→ Task brief
Substitute "nonzero winding rule" for every occurrence of "even-odd rule" in the data below, and reproduce the lines with nothing else altered.

↓↓↓

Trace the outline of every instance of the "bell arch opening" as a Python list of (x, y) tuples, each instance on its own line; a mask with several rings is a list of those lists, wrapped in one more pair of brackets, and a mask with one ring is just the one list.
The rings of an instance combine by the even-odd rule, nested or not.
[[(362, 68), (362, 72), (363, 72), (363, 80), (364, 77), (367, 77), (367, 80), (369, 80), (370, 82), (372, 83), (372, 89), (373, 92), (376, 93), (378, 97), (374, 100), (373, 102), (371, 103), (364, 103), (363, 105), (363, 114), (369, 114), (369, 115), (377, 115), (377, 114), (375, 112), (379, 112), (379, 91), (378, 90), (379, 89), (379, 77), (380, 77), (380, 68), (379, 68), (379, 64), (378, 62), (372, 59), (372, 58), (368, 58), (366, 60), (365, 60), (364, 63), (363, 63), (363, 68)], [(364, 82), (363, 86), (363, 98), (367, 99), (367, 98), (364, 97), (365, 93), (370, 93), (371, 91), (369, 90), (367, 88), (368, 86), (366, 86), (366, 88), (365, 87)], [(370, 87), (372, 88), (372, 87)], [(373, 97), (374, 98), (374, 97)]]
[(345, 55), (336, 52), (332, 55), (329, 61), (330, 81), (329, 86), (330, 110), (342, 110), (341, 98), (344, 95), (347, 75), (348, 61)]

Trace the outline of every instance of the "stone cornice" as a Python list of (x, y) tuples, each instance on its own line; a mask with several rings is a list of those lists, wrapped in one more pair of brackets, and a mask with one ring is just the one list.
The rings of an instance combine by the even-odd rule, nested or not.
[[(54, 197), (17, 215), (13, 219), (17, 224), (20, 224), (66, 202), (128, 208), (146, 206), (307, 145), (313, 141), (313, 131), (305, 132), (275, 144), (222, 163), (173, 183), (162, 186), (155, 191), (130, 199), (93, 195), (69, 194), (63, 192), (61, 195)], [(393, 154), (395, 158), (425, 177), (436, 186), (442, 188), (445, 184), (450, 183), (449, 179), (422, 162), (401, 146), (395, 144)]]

↑↑↑

→ Correct answer
Trace the outline of every instance of the "bell arch opening" as a Python list of (x, y) tuples, each instance on its own line; a mask with several rings is a list of those lists, wrapped in one more pair of brackets, and a mask with one ring is just the one list.
The rings of an instance combine by the nonzero winding rule, nested or not.
[[(362, 68), (362, 72), (363, 72), (363, 80), (364, 77), (367, 77), (367, 80), (369, 80), (370, 82), (372, 83), (372, 89), (373, 92), (376, 93), (378, 97), (374, 100), (373, 102), (371, 103), (364, 103), (363, 105), (363, 114), (369, 114), (369, 115), (377, 115), (377, 114), (375, 112), (379, 112), (379, 91), (378, 90), (379, 89), (379, 77), (380, 77), (380, 68), (379, 68), (379, 64), (378, 62), (372, 59), (372, 58), (368, 58), (366, 60), (365, 60), (364, 63), (363, 63), (363, 68)], [(364, 82), (363, 86), (363, 98), (367, 99), (367, 98), (364, 97), (365, 93), (370, 93), (371, 91), (369, 90), (367, 88), (368, 86), (366, 86), (366, 88), (365, 87)], [(370, 87), (372, 88), (372, 87)], [(373, 97), (374, 98), (374, 97)]]
[(345, 55), (336, 52), (332, 55), (329, 61), (330, 81), (329, 86), (330, 110), (342, 110), (341, 98), (344, 95), (347, 75), (348, 61)]

Trace the outline of every instance of the "stone cornice" as a Python list of (x, y) tuples, each instance on its own line; a mask with several rings is a list of those lists, wrapped in one more pair of brackets, and a mask with one ring is just the one list.
The rings of an instance combine by the nonzero winding rule, nested or not.
[[(54, 197), (17, 215), (13, 219), (17, 224), (20, 224), (66, 202), (128, 208), (146, 206), (307, 145), (313, 141), (313, 131), (305, 132), (275, 144), (222, 163), (173, 183), (162, 186), (155, 191), (130, 199), (93, 195), (69, 194), (63, 192), (61, 195)], [(393, 154), (395, 158), (425, 177), (436, 186), (442, 188), (445, 184), (450, 183), (449, 179), (422, 162), (401, 146), (395, 144)]]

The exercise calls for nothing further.